Print every line of the data below without changing a single character.

# Provided records
################

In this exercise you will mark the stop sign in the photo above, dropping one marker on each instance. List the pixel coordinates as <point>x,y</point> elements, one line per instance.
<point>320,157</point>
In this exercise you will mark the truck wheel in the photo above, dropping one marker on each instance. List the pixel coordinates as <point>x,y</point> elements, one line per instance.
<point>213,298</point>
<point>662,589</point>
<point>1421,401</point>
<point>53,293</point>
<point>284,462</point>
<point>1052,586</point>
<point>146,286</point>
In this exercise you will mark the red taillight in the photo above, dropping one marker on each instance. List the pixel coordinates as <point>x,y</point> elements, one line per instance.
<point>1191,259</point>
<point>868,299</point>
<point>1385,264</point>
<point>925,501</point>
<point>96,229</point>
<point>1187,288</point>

################

# Full solution
In this exercise you will mark the stop sign in the photo above, dropping one marker on each instance. List the pixel coordinates as <point>x,y</point> elements, one line per instance.
<point>320,157</point>
In this exercise you will mark the truck wheel in the photo above, dropping one marker on each instance. List the pixel coordinates as <point>x,y</point> elements, one line per instance.
<point>213,298</point>
<point>662,589</point>
<point>1421,401</point>
<point>53,293</point>
<point>284,462</point>
<point>1052,586</point>
<point>146,286</point>
In this exercise you will mark the red taillight in the photo above, dropping one marker on each instance. List the pixel coordinates as <point>x,y</point> elements, one line per instance.
<point>1191,259</point>
<point>868,299</point>
<point>1385,264</point>
<point>925,501</point>
<point>96,229</point>
<point>1187,288</point>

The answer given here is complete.